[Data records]
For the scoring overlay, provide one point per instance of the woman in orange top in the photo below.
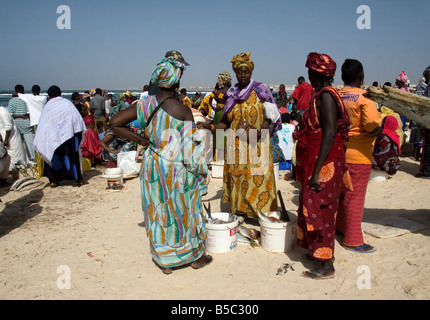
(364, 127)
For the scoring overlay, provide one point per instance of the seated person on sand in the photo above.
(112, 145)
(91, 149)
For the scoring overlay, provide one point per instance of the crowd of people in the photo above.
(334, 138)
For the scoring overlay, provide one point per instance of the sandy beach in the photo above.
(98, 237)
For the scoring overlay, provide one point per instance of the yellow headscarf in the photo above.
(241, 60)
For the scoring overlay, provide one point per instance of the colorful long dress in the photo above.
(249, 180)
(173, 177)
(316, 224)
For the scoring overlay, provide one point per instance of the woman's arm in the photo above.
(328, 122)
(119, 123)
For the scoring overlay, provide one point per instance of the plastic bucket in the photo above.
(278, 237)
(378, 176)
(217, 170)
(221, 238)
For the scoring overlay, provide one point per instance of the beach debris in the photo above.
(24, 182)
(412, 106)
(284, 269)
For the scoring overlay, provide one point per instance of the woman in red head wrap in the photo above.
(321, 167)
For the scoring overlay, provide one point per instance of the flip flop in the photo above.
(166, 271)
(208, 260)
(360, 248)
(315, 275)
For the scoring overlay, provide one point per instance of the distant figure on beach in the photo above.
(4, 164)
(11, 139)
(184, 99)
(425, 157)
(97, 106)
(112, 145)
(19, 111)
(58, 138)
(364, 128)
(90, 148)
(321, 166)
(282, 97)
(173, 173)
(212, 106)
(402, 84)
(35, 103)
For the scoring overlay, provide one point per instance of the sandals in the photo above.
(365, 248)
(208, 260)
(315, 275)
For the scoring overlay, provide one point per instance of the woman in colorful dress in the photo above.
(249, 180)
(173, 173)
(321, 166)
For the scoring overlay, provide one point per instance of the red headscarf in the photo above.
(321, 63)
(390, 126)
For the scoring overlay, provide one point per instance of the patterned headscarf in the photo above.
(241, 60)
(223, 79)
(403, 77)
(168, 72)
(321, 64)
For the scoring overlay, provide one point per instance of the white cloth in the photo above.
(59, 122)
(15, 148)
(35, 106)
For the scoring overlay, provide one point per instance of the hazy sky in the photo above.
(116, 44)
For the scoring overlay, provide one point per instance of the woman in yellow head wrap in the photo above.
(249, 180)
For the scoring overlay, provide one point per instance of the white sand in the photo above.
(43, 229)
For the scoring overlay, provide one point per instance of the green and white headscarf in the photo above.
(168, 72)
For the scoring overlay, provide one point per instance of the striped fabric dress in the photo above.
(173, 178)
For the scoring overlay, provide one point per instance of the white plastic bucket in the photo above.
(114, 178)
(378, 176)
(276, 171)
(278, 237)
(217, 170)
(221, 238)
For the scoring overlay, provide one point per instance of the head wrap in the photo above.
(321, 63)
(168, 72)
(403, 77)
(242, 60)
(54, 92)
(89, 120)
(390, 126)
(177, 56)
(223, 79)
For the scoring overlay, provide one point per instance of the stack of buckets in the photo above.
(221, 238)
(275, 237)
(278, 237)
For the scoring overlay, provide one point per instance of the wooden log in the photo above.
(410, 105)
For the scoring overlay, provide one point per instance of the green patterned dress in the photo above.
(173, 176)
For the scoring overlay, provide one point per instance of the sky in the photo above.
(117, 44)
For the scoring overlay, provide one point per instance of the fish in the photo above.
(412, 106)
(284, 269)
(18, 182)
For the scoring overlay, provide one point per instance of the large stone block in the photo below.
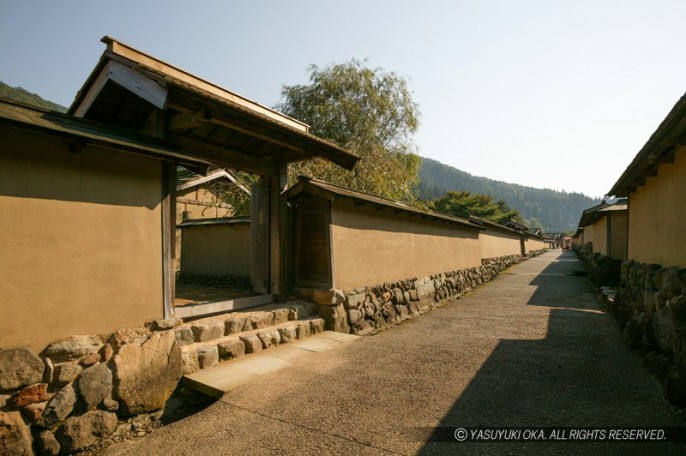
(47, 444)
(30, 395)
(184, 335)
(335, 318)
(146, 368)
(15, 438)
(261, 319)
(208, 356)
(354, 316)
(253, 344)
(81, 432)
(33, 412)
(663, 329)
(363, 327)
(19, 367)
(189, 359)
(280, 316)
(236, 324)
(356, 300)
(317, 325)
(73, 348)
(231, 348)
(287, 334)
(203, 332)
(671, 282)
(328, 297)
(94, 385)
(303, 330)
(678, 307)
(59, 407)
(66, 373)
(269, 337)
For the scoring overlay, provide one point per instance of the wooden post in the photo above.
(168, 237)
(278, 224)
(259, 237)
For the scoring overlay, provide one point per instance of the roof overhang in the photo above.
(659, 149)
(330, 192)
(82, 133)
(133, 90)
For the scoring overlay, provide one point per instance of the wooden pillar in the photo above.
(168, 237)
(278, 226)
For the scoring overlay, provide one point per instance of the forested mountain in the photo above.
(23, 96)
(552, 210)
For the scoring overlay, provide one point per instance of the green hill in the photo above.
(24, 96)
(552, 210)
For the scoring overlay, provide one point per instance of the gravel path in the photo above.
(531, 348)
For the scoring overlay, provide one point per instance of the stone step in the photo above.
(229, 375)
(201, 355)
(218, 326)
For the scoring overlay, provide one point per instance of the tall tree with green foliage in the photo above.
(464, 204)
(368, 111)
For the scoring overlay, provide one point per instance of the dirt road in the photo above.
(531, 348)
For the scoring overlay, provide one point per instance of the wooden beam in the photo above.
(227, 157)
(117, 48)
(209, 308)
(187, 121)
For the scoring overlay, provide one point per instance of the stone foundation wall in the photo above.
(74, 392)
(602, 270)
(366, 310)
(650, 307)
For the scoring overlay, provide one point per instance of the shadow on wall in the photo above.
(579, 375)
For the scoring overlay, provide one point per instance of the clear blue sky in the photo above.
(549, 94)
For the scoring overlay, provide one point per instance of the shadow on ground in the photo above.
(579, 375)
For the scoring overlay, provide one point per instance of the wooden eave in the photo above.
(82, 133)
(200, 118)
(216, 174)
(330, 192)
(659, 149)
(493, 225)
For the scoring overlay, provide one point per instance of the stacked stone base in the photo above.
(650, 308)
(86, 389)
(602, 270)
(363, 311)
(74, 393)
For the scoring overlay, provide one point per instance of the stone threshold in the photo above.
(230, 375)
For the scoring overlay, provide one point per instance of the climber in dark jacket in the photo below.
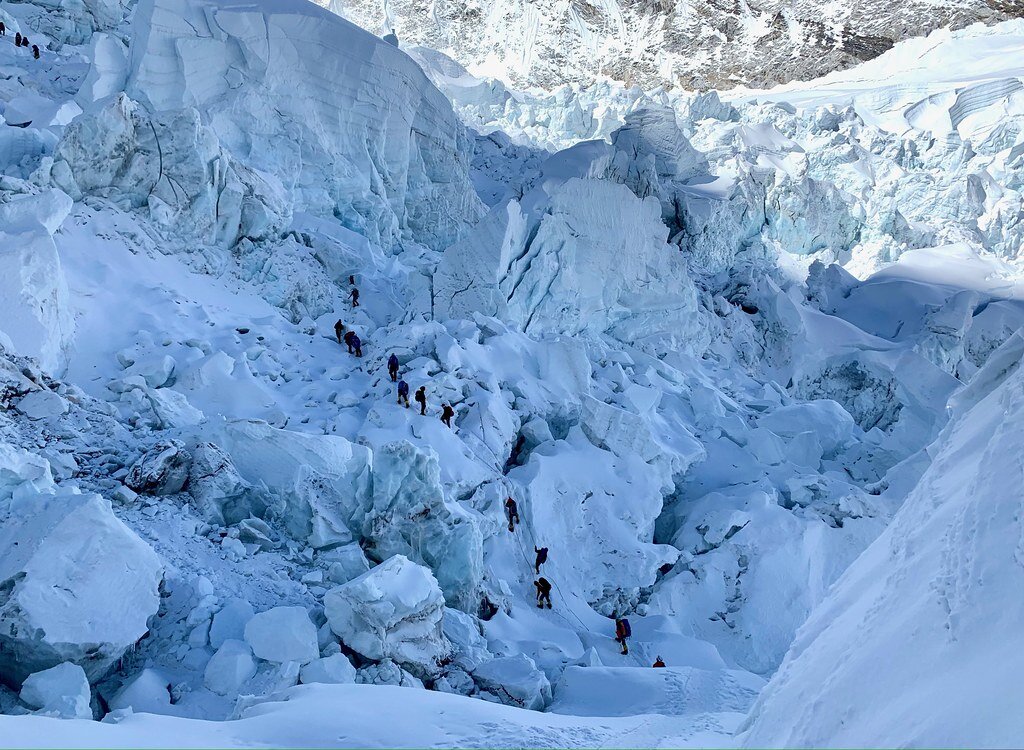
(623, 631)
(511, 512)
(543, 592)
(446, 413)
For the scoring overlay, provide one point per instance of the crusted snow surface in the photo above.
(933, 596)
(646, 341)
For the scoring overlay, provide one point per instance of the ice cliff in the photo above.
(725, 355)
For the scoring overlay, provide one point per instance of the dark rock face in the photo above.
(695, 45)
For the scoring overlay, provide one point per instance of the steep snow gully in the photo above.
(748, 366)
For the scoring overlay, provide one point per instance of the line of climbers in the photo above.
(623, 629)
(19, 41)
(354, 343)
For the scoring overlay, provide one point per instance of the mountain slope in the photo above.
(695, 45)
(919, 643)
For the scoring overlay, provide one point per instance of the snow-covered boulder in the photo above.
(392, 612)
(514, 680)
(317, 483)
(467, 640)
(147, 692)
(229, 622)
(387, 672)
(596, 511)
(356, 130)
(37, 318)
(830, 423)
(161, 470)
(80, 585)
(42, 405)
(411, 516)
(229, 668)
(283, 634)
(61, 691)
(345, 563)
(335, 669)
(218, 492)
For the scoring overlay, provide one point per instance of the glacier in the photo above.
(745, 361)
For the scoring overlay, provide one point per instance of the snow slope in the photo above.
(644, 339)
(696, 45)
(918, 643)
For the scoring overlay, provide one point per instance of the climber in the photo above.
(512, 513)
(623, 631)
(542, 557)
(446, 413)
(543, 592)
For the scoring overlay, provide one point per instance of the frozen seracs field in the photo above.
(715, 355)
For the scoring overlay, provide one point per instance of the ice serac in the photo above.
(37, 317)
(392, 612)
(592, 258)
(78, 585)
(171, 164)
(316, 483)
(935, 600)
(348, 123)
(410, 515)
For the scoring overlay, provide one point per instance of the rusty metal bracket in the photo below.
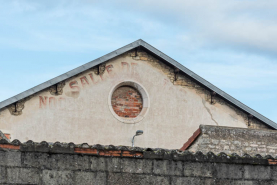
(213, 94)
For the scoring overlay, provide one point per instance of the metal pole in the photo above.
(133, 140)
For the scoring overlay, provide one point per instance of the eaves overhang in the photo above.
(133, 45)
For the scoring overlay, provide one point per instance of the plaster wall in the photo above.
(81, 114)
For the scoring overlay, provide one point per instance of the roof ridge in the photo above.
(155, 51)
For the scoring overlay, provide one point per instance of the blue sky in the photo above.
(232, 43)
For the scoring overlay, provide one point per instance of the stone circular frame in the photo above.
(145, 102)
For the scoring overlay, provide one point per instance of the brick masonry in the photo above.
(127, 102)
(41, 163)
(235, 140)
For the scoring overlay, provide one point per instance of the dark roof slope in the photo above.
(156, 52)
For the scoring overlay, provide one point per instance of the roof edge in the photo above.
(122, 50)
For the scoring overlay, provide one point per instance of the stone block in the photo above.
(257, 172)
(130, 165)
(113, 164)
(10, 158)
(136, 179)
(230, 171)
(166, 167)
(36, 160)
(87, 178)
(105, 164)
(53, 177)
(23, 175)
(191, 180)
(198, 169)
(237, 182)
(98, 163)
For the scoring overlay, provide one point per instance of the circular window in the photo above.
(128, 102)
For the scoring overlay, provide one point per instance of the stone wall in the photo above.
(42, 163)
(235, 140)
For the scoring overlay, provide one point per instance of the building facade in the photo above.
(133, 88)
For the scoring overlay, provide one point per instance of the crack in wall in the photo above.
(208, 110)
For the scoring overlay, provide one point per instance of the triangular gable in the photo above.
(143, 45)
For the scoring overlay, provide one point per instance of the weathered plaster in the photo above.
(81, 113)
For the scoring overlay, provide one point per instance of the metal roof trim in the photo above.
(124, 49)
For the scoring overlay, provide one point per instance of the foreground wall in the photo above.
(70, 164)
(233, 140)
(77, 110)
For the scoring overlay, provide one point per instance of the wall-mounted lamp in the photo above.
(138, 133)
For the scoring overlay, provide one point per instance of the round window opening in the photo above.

Exercise details
Set down no line except those from the one with "lamp in the photo above." to the last line of the data, inclusive, each exactly as written.

Task response
For the scoring overlay, provide one point per instance of the wall-mounted lamp in the photo above.
(138, 133)
For the scoring overlay, provide one point per instance of the round window opening in the photo above.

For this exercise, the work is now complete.